> EXERCISE GOAL
Reproduce every one of the entries below word for word, leaving the pictures out of your answer.

## Begin EXCERPTED RECORDS

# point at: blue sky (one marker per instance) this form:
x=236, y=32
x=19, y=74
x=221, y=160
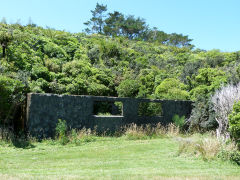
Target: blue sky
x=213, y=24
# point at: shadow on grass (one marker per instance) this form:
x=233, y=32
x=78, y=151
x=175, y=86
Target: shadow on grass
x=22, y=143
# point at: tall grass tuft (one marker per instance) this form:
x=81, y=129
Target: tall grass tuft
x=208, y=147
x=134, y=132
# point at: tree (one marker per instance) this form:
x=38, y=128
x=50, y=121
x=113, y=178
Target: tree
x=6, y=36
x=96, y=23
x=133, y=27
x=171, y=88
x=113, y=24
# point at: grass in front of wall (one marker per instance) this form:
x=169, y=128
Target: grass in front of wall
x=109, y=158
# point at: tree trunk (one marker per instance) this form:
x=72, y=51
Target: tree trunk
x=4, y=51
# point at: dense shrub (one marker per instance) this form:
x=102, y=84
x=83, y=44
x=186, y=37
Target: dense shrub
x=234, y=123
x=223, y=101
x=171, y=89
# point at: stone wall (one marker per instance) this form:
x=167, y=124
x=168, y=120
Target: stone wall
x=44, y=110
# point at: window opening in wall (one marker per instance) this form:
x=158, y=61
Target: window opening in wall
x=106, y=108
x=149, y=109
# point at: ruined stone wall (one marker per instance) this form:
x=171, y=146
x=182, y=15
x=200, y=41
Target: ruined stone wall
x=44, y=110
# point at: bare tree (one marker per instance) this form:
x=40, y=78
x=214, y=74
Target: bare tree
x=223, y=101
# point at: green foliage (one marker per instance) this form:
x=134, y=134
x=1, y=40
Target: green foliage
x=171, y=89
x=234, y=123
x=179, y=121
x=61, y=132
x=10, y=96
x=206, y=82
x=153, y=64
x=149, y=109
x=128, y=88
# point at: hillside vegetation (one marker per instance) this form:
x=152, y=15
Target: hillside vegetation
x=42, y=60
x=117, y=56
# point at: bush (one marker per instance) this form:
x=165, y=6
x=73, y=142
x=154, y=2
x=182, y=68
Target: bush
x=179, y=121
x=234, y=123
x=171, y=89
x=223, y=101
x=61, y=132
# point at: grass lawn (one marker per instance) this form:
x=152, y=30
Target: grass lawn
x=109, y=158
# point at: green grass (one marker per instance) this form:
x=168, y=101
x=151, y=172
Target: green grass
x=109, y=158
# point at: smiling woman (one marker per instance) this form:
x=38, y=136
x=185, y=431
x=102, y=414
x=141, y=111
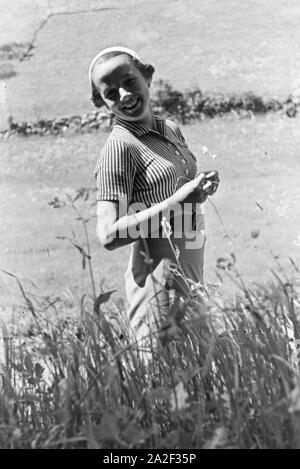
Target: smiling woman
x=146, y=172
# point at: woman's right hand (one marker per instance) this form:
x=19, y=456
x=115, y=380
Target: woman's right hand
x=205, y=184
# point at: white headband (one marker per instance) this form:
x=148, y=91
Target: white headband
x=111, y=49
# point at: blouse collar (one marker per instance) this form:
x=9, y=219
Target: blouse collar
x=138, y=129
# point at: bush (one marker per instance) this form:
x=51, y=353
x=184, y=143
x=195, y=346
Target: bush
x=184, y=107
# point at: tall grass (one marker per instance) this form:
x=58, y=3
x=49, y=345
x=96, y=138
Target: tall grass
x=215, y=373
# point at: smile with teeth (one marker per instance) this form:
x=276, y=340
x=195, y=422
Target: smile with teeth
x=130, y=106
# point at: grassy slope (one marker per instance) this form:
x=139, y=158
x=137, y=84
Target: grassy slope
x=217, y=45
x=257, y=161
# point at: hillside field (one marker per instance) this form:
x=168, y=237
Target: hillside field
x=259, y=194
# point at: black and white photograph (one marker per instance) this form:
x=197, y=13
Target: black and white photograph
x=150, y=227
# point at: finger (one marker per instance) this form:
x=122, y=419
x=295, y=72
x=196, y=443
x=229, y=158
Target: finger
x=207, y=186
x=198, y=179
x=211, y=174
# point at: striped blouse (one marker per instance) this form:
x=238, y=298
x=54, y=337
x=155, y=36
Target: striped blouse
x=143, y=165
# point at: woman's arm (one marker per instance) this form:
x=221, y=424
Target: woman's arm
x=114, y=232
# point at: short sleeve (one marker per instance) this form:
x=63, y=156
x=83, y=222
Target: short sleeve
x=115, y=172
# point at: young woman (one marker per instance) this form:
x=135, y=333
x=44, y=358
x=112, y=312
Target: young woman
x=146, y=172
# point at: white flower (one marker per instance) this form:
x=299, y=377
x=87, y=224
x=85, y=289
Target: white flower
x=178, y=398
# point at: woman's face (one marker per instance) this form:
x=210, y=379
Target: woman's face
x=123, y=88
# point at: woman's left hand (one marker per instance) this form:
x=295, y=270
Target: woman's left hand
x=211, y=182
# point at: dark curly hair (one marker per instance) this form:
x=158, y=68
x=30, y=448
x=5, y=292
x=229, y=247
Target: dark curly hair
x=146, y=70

## End EXCERPTED RECORDS

> TASK RESPONSE
# point at: blue sky (one marker per instance) this form:
x=236, y=32
x=19, y=74
x=221, y=160
Target: blue sky
x=213, y=24
# point at: shadow on grass (one marker per instance) this form:
x=233, y=32
x=78, y=151
x=175, y=86
Target: shadow on grass
x=22, y=143
# point at: tall grass tuft (one marker per instance) this form:
x=81, y=129
Target: tall grass tuft
x=208, y=147
x=134, y=132
# point at: tree (one marker per instance) this form:
x=38, y=128
x=50, y=121
x=113, y=178
Target: tree
x=6, y=36
x=96, y=23
x=133, y=27
x=171, y=88
x=113, y=24
# point at: grass in front of wall (one marker per instance) this form:
x=169, y=128
Target: grass in front of wall
x=109, y=158
# point at: tree trunk (one marker per instance) this form:
x=72, y=51
Target: tree trunk
x=4, y=51
# point at: dense shrub (one marker per instance) this form:
x=102, y=84
x=83, y=44
x=186, y=37
Target: dense shrub
x=234, y=123
x=223, y=101
x=171, y=89
# point at: stone wall (one marker per instance) this form:
x=167, y=124
x=168, y=120
Target: stone wall
x=44, y=110
# point at: window opening in wall (one marker per instance) this form:
x=158, y=61
Target: window opening in wall
x=106, y=108
x=149, y=109
# point at: ruined stone wall (one marker per instance) this form:
x=171, y=146
x=182, y=15
x=200, y=41
Target: ruined stone wall
x=44, y=110
# point at: bare tree (one marker per instance) this form:
x=40, y=78
x=214, y=74
Target: bare tree
x=223, y=101
# point at: green foliage (one marker per instance) this form:
x=134, y=134
x=1, y=40
Target: green foliage
x=171, y=89
x=234, y=123
x=179, y=121
x=61, y=132
x=10, y=96
x=206, y=82
x=153, y=64
x=149, y=109
x=128, y=88
# point at: hillside vegetation (one marker per instance) this form:
x=152, y=15
Target: hillside vegetation
x=42, y=60
x=117, y=56
# point at: bush (one marker per instance) this form:
x=165, y=6
x=73, y=142
x=154, y=2
x=182, y=68
Target: bush
x=179, y=121
x=234, y=123
x=171, y=89
x=223, y=101
x=61, y=132
# point at: grass lawn (one marker per instance) this form:
x=152, y=30
Target: grass lawn
x=109, y=158
# point at: green grass (one marker per instance) this form:
x=168, y=101
x=151, y=172
Target: green grass
x=109, y=158
# point at: smiling woman (one marker per instance) this form:
x=38, y=136
x=185, y=431
x=102, y=414
x=141, y=111
Target: smiling woman
x=146, y=172
# point at: woman's right hand (one marker per instance) this form:
x=19, y=456
x=115, y=380
Target: woman's right hand
x=205, y=184
# point at: white headband (one marker per instance) this form:
x=148, y=91
Target: white headband
x=111, y=49
# point at: blouse collar (one marker per instance) this form:
x=9, y=219
Target: blouse collar
x=138, y=129
# point at: bush (one marker per instance) this form:
x=51, y=353
x=184, y=143
x=195, y=346
Target: bush
x=184, y=107
# point at: tall grass (one marker per instance) this form:
x=58, y=3
x=49, y=345
x=96, y=138
Target: tall grass
x=215, y=373
# point at: smile with teeth (one marker per instance) this form:
x=276, y=340
x=195, y=422
Target: smile with teeth
x=130, y=106
# point at: grassy slope (one marker per instance) this form:
x=139, y=158
x=137, y=84
Target: grassy slope
x=217, y=45
x=257, y=161
# point at: hillside field (one marker per instance) this form:
x=168, y=237
Target: hillside field
x=259, y=194
# point at: black and white photograph (one marker per instance) this form:
x=197, y=13
Target: black and white photograph
x=150, y=227
# point at: finger (one marker per instance) this form:
x=122, y=419
x=295, y=72
x=196, y=443
x=229, y=158
Target: finger
x=207, y=186
x=198, y=179
x=211, y=174
# point at: striped blouse (one marker per instance) this form:
x=238, y=298
x=54, y=337
x=155, y=36
Target: striped blouse
x=143, y=165
# point at: woman's arm (one marker per instance) this form:
x=221, y=424
Target: woman's arm
x=114, y=232
# point at: short sleeve (one marker per instance) this form:
x=63, y=156
x=83, y=222
Target: short sleeve
x=115, y=172
# point at: young woman (one marker per instance) this form:
x=135, y=333
x=44, y=358
x=112, y=312
Target: young woman
x=146, y=172
# point at: white flower (one marker per instance) this form:
x=299, y=377
x=87, y=224
x=85, y=289
Target: white flower
x=178, y=398
# point at: woman's face (one marker per instance) this form:
x=210, y=379
Target: woman's face
x=123, y=88
# point at: woman's left hand (one marker per instance) this form:
x=295, y=270
Target: woman's left hand
x=211, y=182
# point at: dark curly hair (one marker per instance) this form:
x=158, y=68
x=30, y=448
x=5, y=292
x=229, y=247
Target: dark curly hair
x=146, y=70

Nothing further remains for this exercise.